Re: [PR] Add support for index sorting with document blocks [lucene]

via GitHub Tue, 05 Dec 2023 05:43:55 -0800


mikemccand commented on code in PR #12829:
URL: https://github.com/apache/lucene/pull/12829#discussion_r1415586966



##########
lucene/core/src/test/org/apache/lucene/index/TestAddIndexes.java:
##########
@@ -1678,6 +1678,51 @@ public void testIllegalIndexSortChange2() throws 
Exception {
     IOUtils.close(r1, dir1, w2, dir2);
   }
 
+  public void testIllegalIndexSortChange3() throws Exception {
+    Directory dir1 = newDirectory();
+    IndexWriterConfig iwc1 = newIndexWriterConfig(new MockAnalyzer(random()));
+    iwc1.setIndexSort(new Sort("foobar", new SortField("foo", 
SortField.Type.INT)));
+
+    RandomIndexWriter w1 = new RandomIndexWriter(random(), dir1, iwc1);
+    Document parent = new Document();
+    w1.addDocuments(Arrays.asList(new Document(), new Document(), parent));
+    w1.commit();
+    w1.addDocuments(Arrays.asList(new Document(), new Document(), parent));
+    w1.commit();
+    // so the index sort is in fact burned into the index:
+    w1.forceMerge(1);
+    w1.close();
+
+    Directory dir2 = newDirectory();
+    IndexWriterConfig iwc2 = newIndexWriterConfig(new MockAnalyzer(random()));
+    iwc2.setIndexSort(new Sort(new SortField("foo", SortField.Type.INT)));
+    RandomIndexWriter w2 = new RandomIndexWriter(random(), dir2, iwc2);
+
+    IndexReader r1 = DirectoryReader.open(dir1);
+    String message =
+        expectThrows(
+                IllegalArgumentException.class,
+                () -> {
+                  w2.addIndexes((SegmentReader) getOnlyLeafReader(r1));
+                })

◆ **Entries provided**:

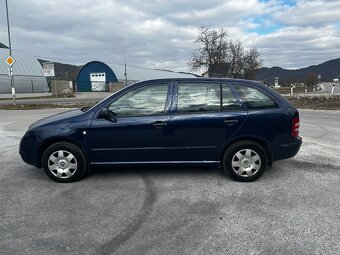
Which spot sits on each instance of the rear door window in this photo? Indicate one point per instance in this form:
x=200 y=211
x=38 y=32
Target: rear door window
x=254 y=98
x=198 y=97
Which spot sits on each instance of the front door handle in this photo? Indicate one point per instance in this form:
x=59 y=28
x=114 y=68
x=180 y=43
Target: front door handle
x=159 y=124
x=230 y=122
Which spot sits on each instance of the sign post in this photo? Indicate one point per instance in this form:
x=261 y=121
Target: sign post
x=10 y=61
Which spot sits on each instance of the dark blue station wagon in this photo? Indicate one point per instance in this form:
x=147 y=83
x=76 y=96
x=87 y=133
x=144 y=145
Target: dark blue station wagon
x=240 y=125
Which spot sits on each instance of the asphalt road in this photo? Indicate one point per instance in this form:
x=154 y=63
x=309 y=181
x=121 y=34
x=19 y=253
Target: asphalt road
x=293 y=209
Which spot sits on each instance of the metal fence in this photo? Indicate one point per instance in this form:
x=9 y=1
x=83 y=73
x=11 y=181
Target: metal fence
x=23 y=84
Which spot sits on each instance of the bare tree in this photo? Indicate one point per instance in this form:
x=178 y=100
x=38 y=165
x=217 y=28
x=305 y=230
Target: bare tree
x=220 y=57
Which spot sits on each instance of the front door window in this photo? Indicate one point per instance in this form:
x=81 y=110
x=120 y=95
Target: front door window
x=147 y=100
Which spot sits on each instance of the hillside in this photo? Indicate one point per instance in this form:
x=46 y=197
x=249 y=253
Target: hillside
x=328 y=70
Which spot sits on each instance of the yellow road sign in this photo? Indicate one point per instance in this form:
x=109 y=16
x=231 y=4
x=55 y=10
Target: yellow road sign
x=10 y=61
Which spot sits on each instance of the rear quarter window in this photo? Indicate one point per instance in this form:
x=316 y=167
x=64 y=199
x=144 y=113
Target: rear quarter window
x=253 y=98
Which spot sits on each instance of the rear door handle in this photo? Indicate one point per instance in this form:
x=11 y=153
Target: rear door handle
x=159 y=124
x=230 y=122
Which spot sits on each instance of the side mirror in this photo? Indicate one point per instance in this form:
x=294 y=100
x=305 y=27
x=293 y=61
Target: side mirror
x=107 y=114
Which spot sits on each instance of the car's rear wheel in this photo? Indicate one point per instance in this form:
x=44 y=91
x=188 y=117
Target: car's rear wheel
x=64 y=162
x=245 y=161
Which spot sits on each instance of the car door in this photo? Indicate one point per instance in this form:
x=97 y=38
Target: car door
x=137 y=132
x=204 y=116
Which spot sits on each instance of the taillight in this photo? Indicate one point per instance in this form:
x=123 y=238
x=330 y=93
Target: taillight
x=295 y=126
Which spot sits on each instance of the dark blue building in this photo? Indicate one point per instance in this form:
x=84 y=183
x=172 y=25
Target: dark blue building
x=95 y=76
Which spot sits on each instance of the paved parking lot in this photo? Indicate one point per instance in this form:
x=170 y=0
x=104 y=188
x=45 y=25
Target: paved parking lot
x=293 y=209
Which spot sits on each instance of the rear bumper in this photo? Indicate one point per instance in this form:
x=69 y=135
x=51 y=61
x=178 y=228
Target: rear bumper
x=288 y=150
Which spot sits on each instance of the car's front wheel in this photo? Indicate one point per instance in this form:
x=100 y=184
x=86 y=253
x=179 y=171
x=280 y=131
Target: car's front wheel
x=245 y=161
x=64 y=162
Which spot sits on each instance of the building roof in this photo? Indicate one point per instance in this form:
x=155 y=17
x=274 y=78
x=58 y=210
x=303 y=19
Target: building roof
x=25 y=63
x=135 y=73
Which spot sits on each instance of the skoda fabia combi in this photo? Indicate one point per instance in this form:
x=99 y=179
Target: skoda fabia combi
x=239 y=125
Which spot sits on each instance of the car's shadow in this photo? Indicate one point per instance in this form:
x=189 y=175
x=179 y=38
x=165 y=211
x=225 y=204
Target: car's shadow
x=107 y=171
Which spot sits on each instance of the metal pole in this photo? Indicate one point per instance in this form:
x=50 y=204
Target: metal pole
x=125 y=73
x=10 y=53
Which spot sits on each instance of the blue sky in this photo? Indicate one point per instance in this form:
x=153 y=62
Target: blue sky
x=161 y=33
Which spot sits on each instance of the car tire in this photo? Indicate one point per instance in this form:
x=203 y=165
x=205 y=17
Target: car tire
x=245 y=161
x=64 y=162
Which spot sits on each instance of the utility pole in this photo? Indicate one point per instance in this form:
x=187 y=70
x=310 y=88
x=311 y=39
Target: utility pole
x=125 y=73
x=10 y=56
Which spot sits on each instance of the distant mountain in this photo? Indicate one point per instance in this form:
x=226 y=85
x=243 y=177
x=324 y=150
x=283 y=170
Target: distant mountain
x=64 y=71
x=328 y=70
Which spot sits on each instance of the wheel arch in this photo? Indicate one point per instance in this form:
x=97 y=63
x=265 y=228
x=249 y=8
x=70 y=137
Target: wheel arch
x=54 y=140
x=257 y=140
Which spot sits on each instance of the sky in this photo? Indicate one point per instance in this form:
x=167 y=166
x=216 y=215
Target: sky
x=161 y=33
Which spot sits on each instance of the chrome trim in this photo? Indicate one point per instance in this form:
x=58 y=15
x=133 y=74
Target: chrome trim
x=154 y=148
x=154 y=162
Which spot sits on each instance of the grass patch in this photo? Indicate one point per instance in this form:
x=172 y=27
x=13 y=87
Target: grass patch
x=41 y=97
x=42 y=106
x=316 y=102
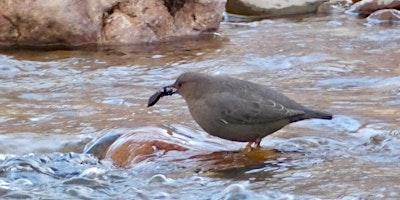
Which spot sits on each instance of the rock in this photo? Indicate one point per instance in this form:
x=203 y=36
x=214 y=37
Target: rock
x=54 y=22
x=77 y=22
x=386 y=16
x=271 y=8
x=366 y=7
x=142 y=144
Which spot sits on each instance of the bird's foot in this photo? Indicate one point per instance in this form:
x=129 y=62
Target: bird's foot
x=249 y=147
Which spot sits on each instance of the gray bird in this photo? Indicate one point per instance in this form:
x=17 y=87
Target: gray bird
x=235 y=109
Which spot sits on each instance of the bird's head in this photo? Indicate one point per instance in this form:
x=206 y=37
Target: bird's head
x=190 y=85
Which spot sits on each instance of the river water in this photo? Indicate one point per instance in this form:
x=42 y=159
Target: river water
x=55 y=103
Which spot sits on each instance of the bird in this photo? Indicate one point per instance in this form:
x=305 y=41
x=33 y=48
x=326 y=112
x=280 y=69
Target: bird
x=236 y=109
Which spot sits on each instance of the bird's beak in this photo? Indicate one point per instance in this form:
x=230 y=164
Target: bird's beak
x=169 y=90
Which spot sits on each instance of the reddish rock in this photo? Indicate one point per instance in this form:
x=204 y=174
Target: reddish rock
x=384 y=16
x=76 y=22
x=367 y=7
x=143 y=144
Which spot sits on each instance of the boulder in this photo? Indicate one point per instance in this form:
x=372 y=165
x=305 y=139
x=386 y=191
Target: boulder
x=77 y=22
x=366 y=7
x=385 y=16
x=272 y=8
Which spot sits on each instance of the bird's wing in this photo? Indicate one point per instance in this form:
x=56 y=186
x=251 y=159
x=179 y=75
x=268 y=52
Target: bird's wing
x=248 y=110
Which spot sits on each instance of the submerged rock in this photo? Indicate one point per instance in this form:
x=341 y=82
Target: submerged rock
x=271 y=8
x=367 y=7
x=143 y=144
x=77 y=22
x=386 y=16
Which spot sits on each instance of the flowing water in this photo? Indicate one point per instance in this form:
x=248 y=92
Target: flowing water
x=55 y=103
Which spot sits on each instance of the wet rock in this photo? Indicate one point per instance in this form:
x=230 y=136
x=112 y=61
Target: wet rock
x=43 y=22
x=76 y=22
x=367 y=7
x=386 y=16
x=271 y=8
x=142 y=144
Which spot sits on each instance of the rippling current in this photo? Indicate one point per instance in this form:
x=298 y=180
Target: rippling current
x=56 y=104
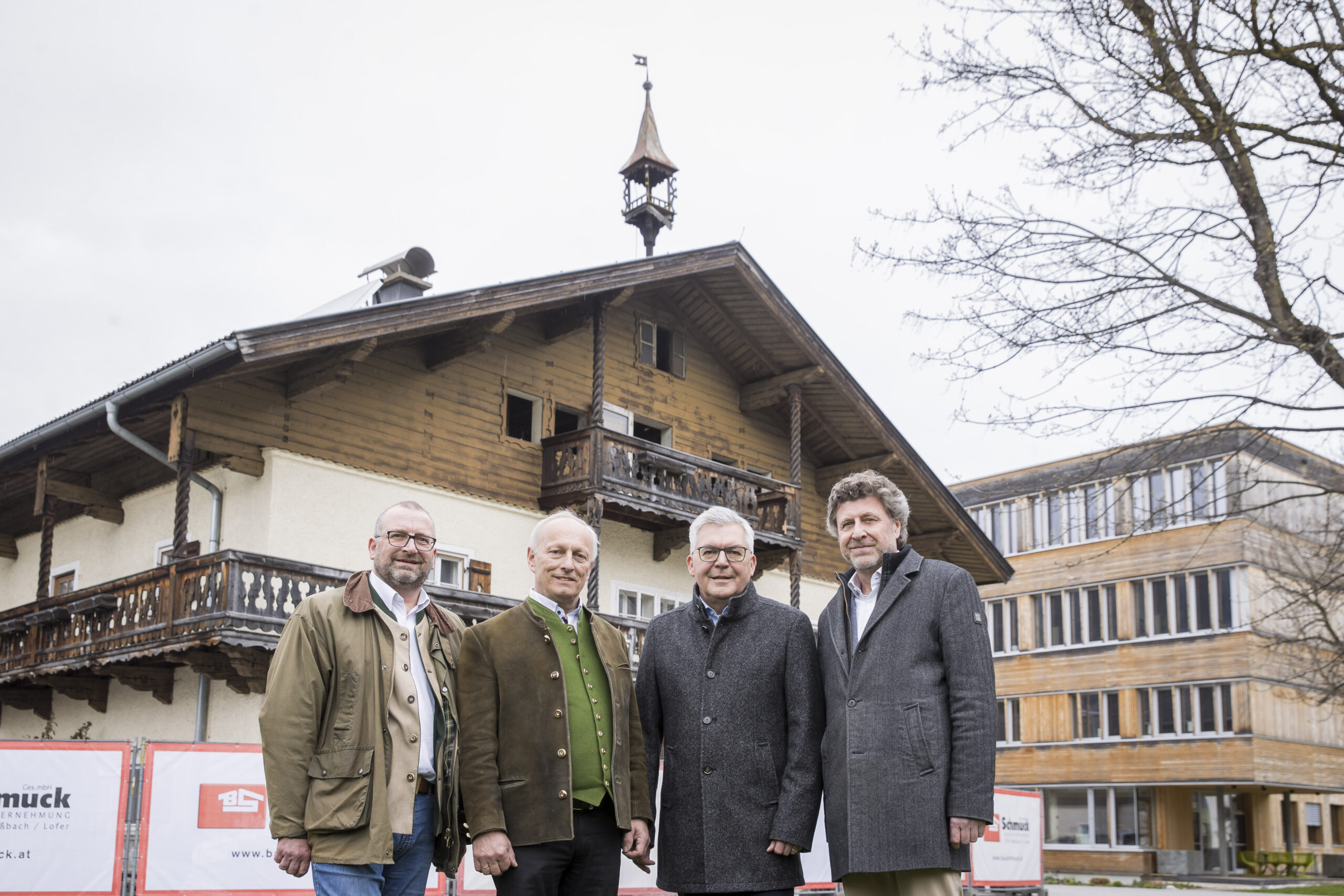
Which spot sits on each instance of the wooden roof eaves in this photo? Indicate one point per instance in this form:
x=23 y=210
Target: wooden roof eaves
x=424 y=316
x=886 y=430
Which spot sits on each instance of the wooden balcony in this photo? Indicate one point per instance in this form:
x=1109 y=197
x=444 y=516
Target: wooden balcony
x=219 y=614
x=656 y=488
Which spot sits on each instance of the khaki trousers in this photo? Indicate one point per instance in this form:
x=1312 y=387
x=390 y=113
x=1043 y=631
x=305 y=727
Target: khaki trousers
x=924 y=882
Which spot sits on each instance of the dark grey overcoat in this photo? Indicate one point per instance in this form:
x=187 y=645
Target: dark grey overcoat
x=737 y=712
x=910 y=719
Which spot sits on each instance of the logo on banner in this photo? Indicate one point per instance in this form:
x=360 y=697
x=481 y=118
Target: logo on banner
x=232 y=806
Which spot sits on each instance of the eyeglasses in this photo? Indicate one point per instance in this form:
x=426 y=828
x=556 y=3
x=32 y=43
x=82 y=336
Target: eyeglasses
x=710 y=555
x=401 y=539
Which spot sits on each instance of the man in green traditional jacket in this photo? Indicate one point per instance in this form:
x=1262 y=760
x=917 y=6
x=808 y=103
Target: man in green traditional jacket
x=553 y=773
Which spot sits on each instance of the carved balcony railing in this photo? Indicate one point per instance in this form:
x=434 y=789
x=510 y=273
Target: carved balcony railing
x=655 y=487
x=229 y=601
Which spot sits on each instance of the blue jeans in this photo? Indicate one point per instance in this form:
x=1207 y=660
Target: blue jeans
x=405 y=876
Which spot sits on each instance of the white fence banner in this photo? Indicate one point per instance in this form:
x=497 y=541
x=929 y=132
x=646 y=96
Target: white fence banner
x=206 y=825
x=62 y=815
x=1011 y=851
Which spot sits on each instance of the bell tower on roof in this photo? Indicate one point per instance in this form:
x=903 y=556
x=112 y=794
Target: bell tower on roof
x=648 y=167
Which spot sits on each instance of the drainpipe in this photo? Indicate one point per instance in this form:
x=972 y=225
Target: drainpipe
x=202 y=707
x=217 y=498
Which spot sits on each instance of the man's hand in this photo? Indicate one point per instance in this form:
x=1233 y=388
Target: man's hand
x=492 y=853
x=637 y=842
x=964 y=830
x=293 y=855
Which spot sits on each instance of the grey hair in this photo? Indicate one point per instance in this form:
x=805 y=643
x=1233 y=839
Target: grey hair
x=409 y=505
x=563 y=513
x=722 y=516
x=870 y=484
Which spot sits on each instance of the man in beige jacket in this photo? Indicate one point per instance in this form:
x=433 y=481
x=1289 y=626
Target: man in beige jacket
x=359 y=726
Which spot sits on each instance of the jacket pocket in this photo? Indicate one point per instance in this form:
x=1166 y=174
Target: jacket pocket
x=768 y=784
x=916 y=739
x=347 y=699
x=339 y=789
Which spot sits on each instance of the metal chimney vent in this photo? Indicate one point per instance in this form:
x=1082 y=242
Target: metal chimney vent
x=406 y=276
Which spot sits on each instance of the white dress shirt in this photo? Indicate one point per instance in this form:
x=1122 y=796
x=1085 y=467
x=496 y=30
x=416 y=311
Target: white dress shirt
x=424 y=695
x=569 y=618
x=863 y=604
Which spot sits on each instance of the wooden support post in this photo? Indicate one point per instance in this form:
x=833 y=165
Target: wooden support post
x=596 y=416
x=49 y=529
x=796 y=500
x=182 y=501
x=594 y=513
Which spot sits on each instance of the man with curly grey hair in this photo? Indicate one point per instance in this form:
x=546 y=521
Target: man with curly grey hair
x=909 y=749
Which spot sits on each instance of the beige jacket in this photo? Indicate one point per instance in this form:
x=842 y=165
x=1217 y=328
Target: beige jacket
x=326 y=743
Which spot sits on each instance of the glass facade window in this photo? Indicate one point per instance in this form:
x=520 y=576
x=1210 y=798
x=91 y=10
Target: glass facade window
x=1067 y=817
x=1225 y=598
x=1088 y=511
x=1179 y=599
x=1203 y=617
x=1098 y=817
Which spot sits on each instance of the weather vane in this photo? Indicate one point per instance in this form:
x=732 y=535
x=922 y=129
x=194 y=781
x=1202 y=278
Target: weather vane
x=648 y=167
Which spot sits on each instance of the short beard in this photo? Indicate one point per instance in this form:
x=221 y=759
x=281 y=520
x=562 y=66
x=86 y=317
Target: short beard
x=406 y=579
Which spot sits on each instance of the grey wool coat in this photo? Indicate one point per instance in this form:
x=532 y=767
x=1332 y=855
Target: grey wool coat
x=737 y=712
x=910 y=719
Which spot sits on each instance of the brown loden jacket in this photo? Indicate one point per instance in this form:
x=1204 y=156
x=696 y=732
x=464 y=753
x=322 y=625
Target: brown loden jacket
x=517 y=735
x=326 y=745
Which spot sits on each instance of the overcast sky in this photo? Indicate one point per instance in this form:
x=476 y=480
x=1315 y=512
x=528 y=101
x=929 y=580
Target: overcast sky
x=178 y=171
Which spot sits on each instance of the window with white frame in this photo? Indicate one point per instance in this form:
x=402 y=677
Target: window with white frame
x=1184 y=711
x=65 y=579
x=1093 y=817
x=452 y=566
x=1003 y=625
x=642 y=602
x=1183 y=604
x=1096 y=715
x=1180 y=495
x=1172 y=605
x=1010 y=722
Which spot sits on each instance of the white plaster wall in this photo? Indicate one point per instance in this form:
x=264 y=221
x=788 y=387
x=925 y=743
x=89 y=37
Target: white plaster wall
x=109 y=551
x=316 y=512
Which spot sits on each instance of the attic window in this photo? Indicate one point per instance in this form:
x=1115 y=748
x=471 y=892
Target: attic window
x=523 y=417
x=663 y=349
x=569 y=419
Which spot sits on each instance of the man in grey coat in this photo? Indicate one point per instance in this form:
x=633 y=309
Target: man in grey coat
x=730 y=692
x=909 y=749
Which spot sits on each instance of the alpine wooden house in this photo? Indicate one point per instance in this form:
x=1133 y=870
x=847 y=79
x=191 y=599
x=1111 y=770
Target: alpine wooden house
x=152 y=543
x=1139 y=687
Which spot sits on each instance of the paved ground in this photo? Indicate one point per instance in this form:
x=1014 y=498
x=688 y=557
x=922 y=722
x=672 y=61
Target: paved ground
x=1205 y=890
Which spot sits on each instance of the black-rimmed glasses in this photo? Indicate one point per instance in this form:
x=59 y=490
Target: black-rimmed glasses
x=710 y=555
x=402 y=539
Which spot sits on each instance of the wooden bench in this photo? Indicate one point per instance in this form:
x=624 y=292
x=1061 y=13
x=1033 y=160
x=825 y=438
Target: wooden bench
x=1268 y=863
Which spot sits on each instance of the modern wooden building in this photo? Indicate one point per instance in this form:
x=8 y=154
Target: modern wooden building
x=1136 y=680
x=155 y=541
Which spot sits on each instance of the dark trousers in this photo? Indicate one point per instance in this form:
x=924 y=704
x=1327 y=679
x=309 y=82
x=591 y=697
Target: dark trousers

◆ **Task instructions**:
**1)** Decide whether each statement agrees with the Lucene index sorting review message, answering yes or no and quoting the words from it that settle the matter: (a) the first writer runs a force merge down to one segment before it is closed; (b) the test expects an IllegalStateException to be thrown; (c) the comment was made on code in PR #12829.
**2)** Continue the Lucene index sorting review message, picking up right after its final line.
The records can be set aside entirely here.

◆ **In response**:
**1)**
(a) Yes: "w1.forceMerge(1);"
(b) No: "IllegalArgumentException.class"
(c) Yes: "commented on code in PR #12829"

**2)**
+            .getMessage();
+    assertEquals(
+        "cannot change index sort from parent field: foobar <int: \"foo\"> to 
<int: \"foo\">",
+        message);
+
+    message =
+        expectThrows(
+                IllegalArgumentException.class,
+                () -> {
+                  w2.addIndexes(dir1);

Review Comment:
   Can we also test that if you `.addIndexes` with the correct configuration 
(same parent sort field) things are good?



##########
lucene/core/src/java/org/apache/lucene/index/CheckIndex.java:
##########
@@ -1198,33 +1198,42 @@ public static Status.IndexSortStatus testSort(
         comparators[i] = fields[i].getComparator(1, 
Pruning.NONE).getLeafComparator(readerContext);
       }
 
-      int maxDoc = reader.maxDoc();
-
       try {
-
-        for (int docID = 1; docID < maxDoc; docID++) {
-
+        LeafMetaData metaData = reader.getMetaData();
+        if (metaData.hasBlocks()
+            && sort.getParentField() == null
+            && metaData.getCreatedVersionMajor() >= 
Version.LUCENE_10_0_0.major) {
+          throw new IllegalStateException(
+              "parent field is not set but the index has block and was created 
with version: "

Review Comment:
   `has block` -> `has document blocks`?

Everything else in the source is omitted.